• [The task]
Locate the line bearing "Query: daybed headboard" in the material below, then reproduce it and each following line up to and including the line bearing "Where can the pull".

*** Opening of Data for this task ***

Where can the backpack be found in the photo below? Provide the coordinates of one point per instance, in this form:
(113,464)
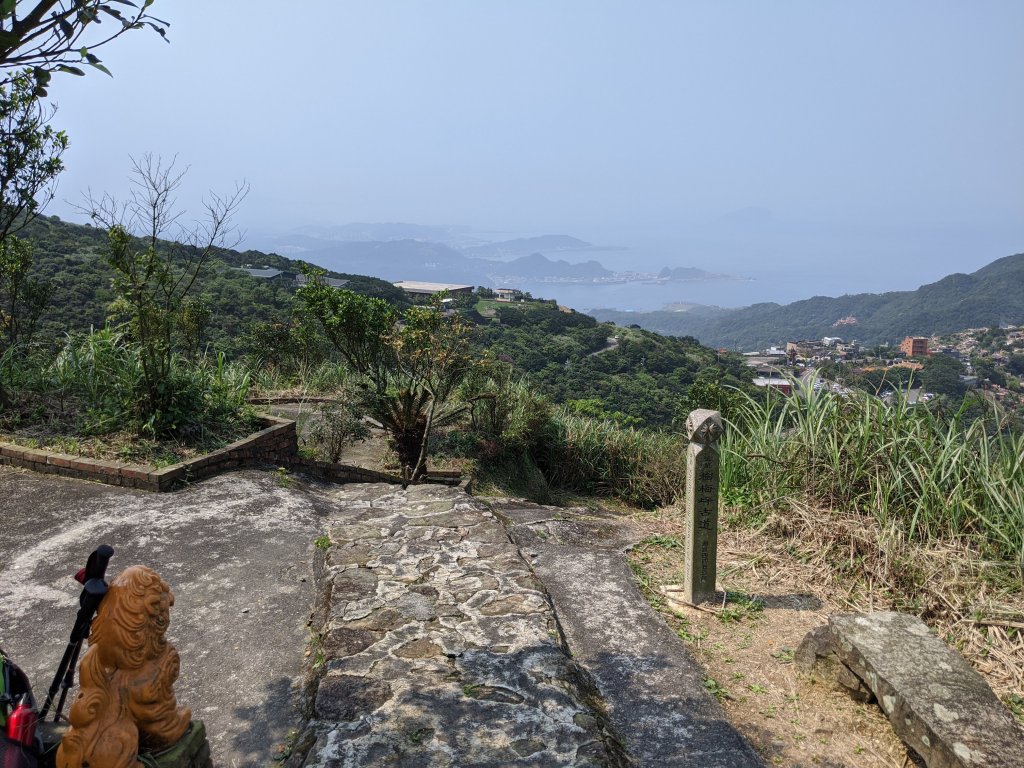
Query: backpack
(13,685)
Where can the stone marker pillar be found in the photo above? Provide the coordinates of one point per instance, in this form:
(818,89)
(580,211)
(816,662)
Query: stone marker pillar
(704,428)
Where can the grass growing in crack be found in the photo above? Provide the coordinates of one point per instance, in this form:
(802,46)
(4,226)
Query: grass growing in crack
(739,606)
(716,688)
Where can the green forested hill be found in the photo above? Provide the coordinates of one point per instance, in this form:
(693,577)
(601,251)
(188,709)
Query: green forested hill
(990,296)
(638,378)
(70,257)
(572,357)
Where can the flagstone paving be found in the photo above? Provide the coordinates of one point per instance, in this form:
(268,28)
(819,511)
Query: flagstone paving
(432,640)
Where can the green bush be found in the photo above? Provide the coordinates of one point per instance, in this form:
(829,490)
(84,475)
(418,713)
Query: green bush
(95,385)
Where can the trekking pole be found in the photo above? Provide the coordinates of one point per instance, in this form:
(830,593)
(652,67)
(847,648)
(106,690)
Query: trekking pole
(91,578)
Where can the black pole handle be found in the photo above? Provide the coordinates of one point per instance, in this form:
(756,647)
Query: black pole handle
(92,594)
(95,567)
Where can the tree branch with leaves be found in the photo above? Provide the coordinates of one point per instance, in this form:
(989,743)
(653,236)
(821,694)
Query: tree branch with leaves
(48,36)
(157,261)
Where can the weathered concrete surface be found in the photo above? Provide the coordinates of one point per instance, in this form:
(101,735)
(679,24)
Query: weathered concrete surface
(652,687)
(937,704)
(236,550)
(438,646)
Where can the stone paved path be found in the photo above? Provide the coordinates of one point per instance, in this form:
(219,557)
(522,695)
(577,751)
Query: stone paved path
(652,687)
(434,643)
(237,552)
(439,646)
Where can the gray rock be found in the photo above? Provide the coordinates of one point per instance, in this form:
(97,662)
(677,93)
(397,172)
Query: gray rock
(816,658)
(652,688)
(937,704)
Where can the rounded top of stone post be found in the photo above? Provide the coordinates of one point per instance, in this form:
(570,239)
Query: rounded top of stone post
(704,427)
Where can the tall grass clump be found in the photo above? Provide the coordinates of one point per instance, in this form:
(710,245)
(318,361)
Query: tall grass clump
(528,446)
(602,458)
(94,386)
(926,476)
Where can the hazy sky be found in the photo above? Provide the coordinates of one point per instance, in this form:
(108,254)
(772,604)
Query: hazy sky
(835,130)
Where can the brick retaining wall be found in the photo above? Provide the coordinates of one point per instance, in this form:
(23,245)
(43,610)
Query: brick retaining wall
(276,443)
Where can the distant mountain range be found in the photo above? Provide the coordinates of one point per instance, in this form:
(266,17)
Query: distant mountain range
(396,252)
(990,296)
(521,246)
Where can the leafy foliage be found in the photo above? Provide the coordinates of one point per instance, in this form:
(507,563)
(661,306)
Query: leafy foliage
(153,278)
(30,155)
(48,36)
(413,367)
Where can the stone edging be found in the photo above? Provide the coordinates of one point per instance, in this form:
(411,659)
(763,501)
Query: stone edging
(275,443)
(338,472)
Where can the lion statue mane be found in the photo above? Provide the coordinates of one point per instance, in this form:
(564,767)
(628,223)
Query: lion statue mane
(126,702)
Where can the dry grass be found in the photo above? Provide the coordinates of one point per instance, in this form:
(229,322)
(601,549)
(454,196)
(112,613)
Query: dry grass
(784,579)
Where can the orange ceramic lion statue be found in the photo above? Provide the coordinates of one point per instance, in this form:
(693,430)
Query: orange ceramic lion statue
(126,699)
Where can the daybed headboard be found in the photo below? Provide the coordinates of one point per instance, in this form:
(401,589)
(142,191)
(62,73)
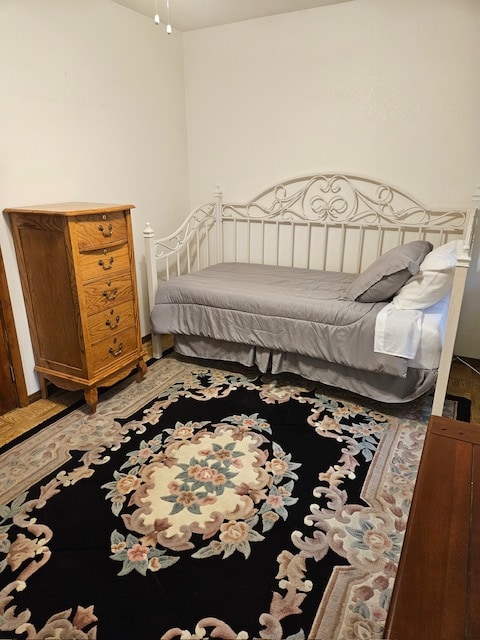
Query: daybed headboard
(328,221)
(334,222)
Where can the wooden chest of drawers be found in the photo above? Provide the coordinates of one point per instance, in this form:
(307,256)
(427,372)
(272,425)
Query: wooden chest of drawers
(77,269)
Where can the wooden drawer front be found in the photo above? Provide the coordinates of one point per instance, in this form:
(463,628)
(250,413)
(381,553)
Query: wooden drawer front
(106,262)
(106,352)
(111,321)
(106,293)
(101,230)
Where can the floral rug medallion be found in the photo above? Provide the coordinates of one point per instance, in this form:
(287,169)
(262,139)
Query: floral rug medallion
(208,503)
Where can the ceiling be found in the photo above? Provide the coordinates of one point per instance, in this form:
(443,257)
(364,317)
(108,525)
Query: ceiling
(187,15)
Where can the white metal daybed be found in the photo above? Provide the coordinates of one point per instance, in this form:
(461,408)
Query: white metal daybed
(341,279)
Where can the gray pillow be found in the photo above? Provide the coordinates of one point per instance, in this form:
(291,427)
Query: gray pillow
(382,279)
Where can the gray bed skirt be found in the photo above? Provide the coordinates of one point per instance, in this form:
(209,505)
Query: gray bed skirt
(378,386)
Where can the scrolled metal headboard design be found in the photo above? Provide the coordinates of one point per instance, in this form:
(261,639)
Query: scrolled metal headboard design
(337,198)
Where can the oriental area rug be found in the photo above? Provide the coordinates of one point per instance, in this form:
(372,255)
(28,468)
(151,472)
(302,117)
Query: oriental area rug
(207,503)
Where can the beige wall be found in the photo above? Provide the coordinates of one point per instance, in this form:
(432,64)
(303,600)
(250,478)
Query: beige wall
(383,88)
(92,109)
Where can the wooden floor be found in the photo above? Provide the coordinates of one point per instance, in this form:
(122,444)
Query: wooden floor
(464,381)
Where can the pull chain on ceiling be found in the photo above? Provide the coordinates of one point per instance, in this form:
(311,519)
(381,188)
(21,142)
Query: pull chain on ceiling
(156,18)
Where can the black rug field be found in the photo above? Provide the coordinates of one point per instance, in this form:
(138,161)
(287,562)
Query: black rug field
(208,503)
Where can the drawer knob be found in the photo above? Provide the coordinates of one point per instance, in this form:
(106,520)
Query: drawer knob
(116,353)
(111,294)
(113,324)
(106,233)
(106,265)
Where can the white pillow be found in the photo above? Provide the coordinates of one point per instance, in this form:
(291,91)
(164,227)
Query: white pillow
(434,280)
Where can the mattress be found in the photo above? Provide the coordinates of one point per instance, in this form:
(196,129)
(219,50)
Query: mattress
(282,309)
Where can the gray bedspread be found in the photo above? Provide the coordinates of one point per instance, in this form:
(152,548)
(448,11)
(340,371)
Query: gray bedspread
(280,308)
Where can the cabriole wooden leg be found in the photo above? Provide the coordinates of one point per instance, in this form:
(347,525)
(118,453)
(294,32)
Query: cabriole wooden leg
(141,370)
(91,398)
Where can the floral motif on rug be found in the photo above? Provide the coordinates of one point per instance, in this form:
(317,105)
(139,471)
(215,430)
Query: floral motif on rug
(208,503)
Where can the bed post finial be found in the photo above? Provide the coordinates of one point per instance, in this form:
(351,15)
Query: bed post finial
(460,278)
(152,281)
(218,223)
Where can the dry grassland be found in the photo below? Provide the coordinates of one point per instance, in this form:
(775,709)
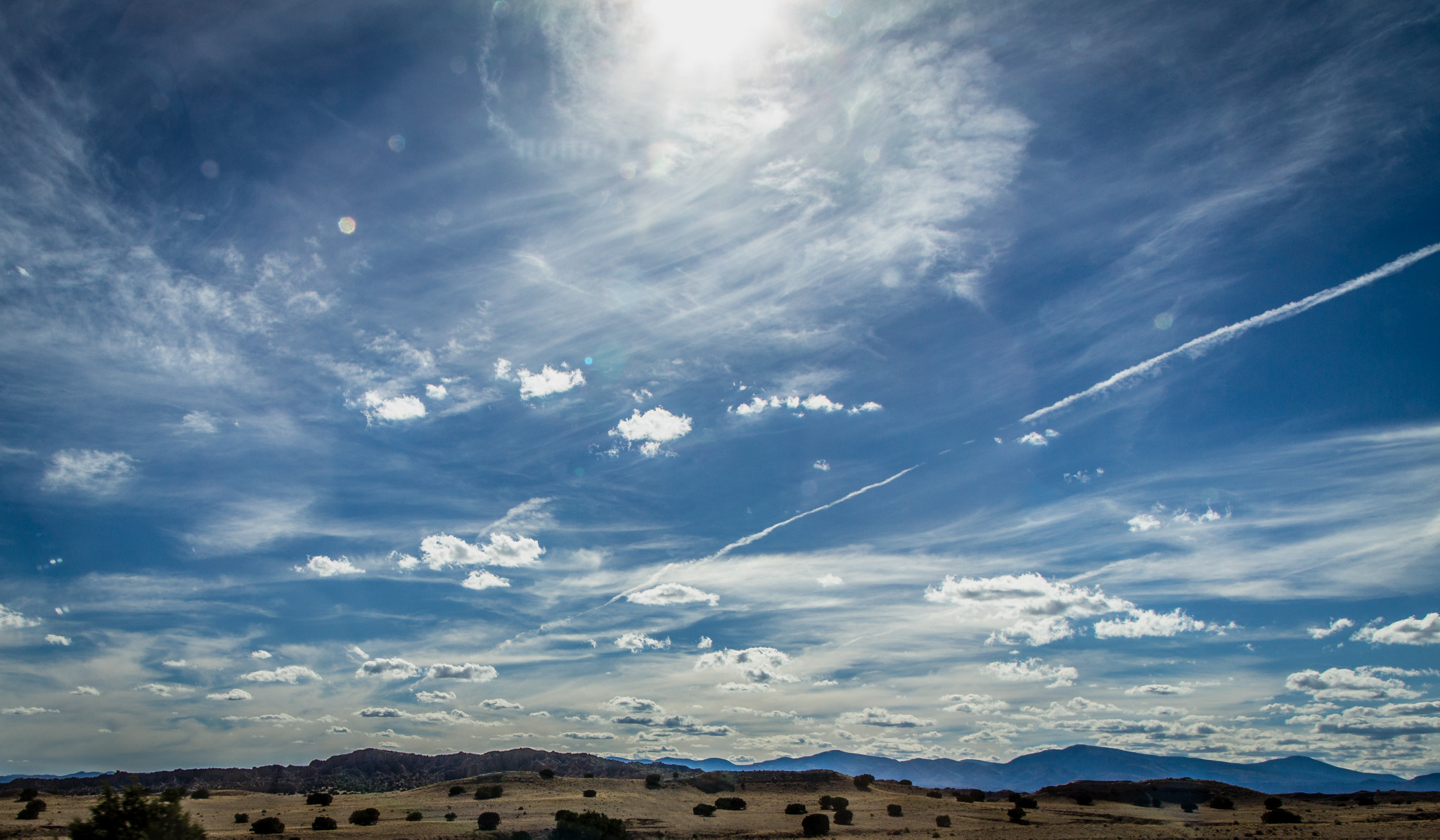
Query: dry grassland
(529,804)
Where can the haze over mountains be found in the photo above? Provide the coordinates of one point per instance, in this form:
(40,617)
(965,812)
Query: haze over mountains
(383,770)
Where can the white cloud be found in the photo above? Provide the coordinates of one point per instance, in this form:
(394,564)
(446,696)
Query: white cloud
(1404,631)
(468,672)
(879,716)
(442,549)
(88,472)
(655,425)
(667,594)
(290,675)
(1335,627)
(482,580)
(1034,671)
(549,381)
(12,619)
(323,567)
(637,642)
(974,704)
(1363,683)
(392,408)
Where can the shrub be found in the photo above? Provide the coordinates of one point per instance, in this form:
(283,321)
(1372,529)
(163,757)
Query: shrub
(365,818)
(1279,816)
(816,826)
(134,815)
(588,826)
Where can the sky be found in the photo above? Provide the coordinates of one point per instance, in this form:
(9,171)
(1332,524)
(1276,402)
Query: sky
(719,380)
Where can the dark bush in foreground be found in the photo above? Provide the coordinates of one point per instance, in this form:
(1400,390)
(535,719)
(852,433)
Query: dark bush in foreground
(1279,816)
(136,815)
(365,818)
(588,826)
(816,826)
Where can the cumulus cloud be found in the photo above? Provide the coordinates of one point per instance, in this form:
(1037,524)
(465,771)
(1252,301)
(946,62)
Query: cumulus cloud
(442,549)
(288,675)
(468,672)
(323,567)
(1363,683)
(394,408)
(879,716)
(637,642)
(974,704)
(1404,631)
(1034,671)
(88,472)
(667,594)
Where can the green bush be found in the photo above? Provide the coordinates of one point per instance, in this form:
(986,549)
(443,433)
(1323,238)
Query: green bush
(365,818)
(134,815)
(816,826)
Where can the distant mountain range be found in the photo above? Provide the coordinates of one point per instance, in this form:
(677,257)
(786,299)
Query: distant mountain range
(1055,767)
(383,770)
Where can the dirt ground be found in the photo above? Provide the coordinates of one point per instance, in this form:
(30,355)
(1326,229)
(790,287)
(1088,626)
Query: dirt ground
(529,803)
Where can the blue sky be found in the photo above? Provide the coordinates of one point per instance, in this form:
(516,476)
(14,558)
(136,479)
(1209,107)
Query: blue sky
(435,377)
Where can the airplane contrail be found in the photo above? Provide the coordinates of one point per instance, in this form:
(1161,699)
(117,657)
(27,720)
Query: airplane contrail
(1198,346)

*** Close of Data for this task ***

• [Answer to this problem]
Query: daybed headboard
(328,221)
(334,222)
Where can the wooden chest of drawers be found in the photo above? Provide the coordinates of one point per instance, in this form:
(307,256)
(427,372)
(272,425)
Query: wooden chest of drawers
(77,269)
Where can the wooden drawer front be found in the photo above? Provide the coordinates of one point per instance, in this form:
(463,628)
(250,413)
(381,553)
Query: wooden drawer front
(106,262)
(106,352)
(111,321)
(106,293)
(101,230)
Where can the floral rug medallion be found in the photo above? Provide the coordinates of one point per instance, in this form:
(287,169)
(262,139)
Query: floral rug medallion
(208,503)
Where can the ceiling be found in the photo above? Provide the coordinates of one point per instance, in this form:
(443,257)
(364,317)
(108,525)
Query: ceiling
(187,15)
Where can the white metal daybed be found in the photo above? Provide the coordinates of one point per instance, in this form:
(461,408)
Query: white metal daybed
(341,279)
Where can the gray pillow be found in the photo above? Provide the coordinates of one point per instance, in this form:
(291,427)
Query: gray pillow
(382,279)
Where can the gray bed skirt be found in the photo above? Provide the coordinates of one point per instance, in this form:
(209,505)
Query: gray bed skirt
(378,386)
Where can the scrolled metal headboard design be found in the photo above? Provide the coordinates of one point per instance, in this form:
(261,639)
Query: scrolled metal headboard design
(337,198)
Where can the oriental area rug be found in the photo above? Provide the coordinates of one point per instance, in this form:
(372,255)
(28,468)
(151,472)
(302,117)
Query: oriental area rug
(207,503)
Where can the beige wall be found in the photo above? Provide the coordinates of one point per instance, in this form:
(432,64)
(303,600)
(250,478)
Query: beige wall
(383,88)
(92,109)
Where can the wooden floor be found in the photo above? Provide the coordinates of one point per instance, in this form:
(122,444)
Query: wooden floor
(464,381)
Where can the pull chain on ceiling be found in the photo above? Provide the coordinates of one point per instance, in this form:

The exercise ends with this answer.